- [SELECTION]:

===

2. STORY: THE ALGORITHM MISCONCEPTIONS
The data collected for the purposes of this research gave an answer to the central question posed by the research team which will be discussed further in the findings section of this report. What it achieved doing, in addition to that, was to enlighten other aspects to the working of the algorithm. It turns out that there are some assumptions about such algorithms that are not altogether true. These assumptions collectively make up a set of common misconceptions about the Facebook algorithm. The story that came out of this journalistic research is elaborates on these misconceptions.
Facebook is supposed to encourage socializing and critical thinking
Facebook positions itself as a social platform where you can voice your opinions. But as seen through Jan De Vries’ profile, it is more of a platform that pushes you to consume – content or just advertisements. Content that is easily digestible by the user is a priority while group suggestions and events which would make the user socialize are not often visible on the forefront. Users are not encouraged to engage in any forms of debates or current discussions but rather be passive consumers while their feed turns into an ongoing promotion of different goods and services. Facebook trains consumers and reinforces consumerism rather than critical thinking, which is why it supposedly encourages its users to blindly consume the content given to them according to the official narrative.

===

- [GOAL A]:
Which lines of the records contain the string "bounding"? Report each of them in full.

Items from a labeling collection

===

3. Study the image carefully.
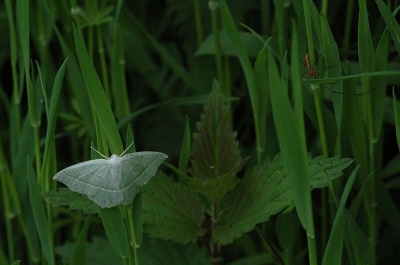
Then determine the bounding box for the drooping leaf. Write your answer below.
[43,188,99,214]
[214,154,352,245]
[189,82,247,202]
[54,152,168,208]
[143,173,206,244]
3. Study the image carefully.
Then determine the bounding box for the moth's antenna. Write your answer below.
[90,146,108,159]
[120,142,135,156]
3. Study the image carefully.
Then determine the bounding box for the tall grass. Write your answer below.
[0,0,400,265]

===

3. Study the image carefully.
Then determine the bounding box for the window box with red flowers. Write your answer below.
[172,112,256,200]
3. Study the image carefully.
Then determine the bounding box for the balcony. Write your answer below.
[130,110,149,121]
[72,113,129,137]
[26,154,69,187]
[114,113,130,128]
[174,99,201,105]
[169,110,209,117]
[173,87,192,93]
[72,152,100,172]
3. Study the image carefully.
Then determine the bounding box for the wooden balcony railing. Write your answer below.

===

- [GOAL B]:
Can you carry on the report about misconceptions of the Facebook algorithm from the point where it stops?

- [FINAL ANSWER A]:
Then determine the bounding box for the drooping leaf. Write your answer below.
Then determine the bounding box for the moth's antenna. Write your answer below.
Then determine the bounding box for the tall grass. Write your answer below.
Then determine the bounding box for the window box with red flowers. Write your answer below.
Then determine the bounding box for the balcony. Write your answer below.
Then determine the bounding box for the wooden balcony railing. Write your answer below.

- [FINAL ANSWER B]:
There are no attempts to erode the filter bubbles
Facebook does, in fact, confirm your preferences further, creating the so-called filter bubbles. The users rather than being exposed to a diverse feed, they fall into a loop of never-ending content which targets only specific beliefs and point of views, which coincide with users’ present attitudes. They learn how to accept their own news feed as a representation of the world and encourage radicalization of ideas and fanaticism. However, surprisingly it also attempts to expose users who seem to be already radicalized in content, as for example Jan, which is out of their comfort zone. In Jan’s case, this was the numerous friend suggestions his profile received coming from different people. These friend suggestions from various foreign countries ranging from Indonesia to Belgium could also be due to the normalization Facebook attempts to achieve through exposing their users to content (friend suggestions, group suggestions, events, etc) which is not necessarily directly linked to the user’s preferences. Although there is just a probability of this normalization, the data that our team got after thorough analysis strongly suggests the possibility of it being true.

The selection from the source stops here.